→ **Activity 1**
In the passage about quinoa, how did the price of quinoa in European markets in 2013 compare with the price of wheat?
→ **Activity 2**
Write out the part of the passage about quinoa between "I was struck" and "the so-called super-food.", inclusive.

If there shall come into your assembly a man having a golden ring, in fine apparel, and there shall come in also a poor man in mean attire, and you have respect to him that is clothed with the fine apparel, and shall say to him: Sit thou here well; but say to the poor man: Stand thou there, or sit under my footstool: do you not judge within yourselves, and are become judges of unjust thoughts?

Hearken, my dearest brethren: hath not God chosen the poor in this world, rich in faith, and heirs of the kingdom which God hath promised to them that love him? But you have dishonoured the poor man.

James 2:2-6.

I was struck between the eyes by a restaurant review which described the diners as bravely consuming roasted grasshoppers and silkworms. Where did the chef source them, I wondered. It all sounded like the decadent feasts portrayed in Asterix the Gaul comic books. Then I read an article by Joseph Pons, a student at ICES University in France.1 He writes about quinoa, the so-called super-food.

I had images of acres of the stuff, ripening in Somerset. Wrong! Quinoa comes from Bolivia and Peru and was a staple for poor people, till rising prices meant they had to sell all they could produce and buy rice from Asia to feed their families. Meanwhile, richer Asian people are buying Western agricultural produce.

Quinoa cost forty times the price of wheat in European markets in 2013.

Yes, I tend to think of a global food chain as linking us together for good, but in this case it is not for the good of all. And so far as I know I’ve never eaten quinoa, grasshoppers, or silkworms. But then one of our mottoes here at Agnellus Mirror is ‘Eat whatever they put before you’, (Luke 10:7) so who knows what will be on the menu some day?

Let’s hope it will not be served to us to the dishonour of the producer, and let’s strive to avoid such damaging fads.

text and photo: MMB

Barley in Kent.

1Joseph Pons: L’Avenir commence demain en consummant differement, in La Ruche ICES, 22/5/2017, p10.

→ **Material provided**
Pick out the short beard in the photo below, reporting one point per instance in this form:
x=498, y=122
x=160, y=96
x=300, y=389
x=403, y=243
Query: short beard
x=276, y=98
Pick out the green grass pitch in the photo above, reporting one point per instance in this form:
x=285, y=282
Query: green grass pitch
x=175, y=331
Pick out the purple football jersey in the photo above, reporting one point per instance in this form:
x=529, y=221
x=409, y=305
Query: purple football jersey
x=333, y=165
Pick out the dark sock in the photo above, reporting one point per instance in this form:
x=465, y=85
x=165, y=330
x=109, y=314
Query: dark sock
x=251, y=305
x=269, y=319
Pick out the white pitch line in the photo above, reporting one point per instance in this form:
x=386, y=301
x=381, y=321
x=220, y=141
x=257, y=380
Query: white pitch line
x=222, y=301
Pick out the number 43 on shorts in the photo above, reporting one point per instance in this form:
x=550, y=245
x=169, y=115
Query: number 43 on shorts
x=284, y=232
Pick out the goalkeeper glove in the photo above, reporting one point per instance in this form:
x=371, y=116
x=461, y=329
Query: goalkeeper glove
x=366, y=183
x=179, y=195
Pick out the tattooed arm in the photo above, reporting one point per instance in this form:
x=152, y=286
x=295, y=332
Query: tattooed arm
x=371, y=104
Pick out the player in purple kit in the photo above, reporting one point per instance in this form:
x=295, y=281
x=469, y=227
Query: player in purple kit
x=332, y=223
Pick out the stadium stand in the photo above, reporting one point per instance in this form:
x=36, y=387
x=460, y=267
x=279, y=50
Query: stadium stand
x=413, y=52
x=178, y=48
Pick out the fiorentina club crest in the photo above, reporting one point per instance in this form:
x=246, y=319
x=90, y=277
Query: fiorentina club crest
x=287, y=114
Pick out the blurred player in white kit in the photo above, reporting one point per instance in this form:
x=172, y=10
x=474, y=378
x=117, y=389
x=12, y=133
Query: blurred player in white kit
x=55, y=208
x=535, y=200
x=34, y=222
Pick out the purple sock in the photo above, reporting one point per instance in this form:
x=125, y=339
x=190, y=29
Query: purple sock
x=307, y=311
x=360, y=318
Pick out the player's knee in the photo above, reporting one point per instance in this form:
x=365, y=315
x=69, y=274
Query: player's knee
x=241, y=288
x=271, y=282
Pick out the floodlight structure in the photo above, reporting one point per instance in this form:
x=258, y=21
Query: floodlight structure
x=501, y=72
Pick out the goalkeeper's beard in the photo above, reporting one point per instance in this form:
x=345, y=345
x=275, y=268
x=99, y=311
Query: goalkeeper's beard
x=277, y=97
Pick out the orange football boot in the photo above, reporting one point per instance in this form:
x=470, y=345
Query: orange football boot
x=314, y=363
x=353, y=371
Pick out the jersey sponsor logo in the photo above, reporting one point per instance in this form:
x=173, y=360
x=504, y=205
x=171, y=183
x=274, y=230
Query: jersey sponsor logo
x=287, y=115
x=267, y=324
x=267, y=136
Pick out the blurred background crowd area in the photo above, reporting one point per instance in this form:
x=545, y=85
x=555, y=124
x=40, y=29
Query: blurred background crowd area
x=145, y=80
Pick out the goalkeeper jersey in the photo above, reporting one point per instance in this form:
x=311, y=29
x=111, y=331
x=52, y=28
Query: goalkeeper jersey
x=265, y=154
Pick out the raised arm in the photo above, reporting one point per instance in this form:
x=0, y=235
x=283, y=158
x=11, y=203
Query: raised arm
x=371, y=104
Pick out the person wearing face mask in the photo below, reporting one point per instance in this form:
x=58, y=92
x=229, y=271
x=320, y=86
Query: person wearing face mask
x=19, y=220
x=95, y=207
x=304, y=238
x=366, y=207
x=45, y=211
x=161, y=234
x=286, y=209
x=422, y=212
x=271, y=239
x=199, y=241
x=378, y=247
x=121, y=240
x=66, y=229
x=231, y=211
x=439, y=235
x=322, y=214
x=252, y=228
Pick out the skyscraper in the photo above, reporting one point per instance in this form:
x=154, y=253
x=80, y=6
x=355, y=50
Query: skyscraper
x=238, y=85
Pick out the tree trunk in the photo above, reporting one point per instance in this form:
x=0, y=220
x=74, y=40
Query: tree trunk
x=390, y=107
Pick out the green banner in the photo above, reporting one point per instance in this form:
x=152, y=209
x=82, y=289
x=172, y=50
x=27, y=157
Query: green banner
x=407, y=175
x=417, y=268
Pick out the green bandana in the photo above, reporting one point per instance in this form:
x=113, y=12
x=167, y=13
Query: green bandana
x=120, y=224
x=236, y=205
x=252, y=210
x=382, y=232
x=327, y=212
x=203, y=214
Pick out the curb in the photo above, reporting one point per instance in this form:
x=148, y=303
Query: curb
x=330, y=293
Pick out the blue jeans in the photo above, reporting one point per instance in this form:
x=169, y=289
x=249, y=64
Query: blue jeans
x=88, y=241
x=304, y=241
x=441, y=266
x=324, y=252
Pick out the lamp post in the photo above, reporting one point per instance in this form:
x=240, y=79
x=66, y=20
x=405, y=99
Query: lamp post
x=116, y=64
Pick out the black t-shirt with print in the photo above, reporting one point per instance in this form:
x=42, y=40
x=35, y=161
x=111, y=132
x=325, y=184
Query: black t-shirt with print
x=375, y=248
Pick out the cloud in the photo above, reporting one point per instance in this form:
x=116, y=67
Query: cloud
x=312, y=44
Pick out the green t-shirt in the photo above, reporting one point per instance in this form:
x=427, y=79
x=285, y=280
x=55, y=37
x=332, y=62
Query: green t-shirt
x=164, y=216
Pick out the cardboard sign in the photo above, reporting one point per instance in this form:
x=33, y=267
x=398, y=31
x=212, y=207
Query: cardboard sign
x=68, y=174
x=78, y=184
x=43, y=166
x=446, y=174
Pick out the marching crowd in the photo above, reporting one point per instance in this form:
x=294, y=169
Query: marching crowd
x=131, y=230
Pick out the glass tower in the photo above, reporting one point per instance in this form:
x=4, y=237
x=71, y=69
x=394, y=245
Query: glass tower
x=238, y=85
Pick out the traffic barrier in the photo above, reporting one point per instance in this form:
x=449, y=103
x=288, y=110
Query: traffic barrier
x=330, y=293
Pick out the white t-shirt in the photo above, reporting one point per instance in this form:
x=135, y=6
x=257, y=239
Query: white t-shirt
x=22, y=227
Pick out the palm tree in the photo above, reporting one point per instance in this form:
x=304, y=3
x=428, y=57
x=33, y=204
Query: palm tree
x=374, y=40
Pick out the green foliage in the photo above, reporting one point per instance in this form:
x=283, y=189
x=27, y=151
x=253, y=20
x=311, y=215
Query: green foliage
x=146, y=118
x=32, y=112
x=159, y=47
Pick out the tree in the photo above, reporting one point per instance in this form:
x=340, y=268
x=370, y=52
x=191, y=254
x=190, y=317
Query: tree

→ **Answer space 1**
It cost forty times the price of wheat.

→ **Answer space 2**
I was struck between the eyes by a restaurant review which described the diners as bravely consuming roasted grasshoppers and silkworms. Where did the chef source them, I wondered. It all sounded like the decadent feasts portrayed in Asterix the Gaul comic books. Then I read an article by Joseph Pons, a student at ICES University in France.1 He writes about quinoa, the so-called super-food.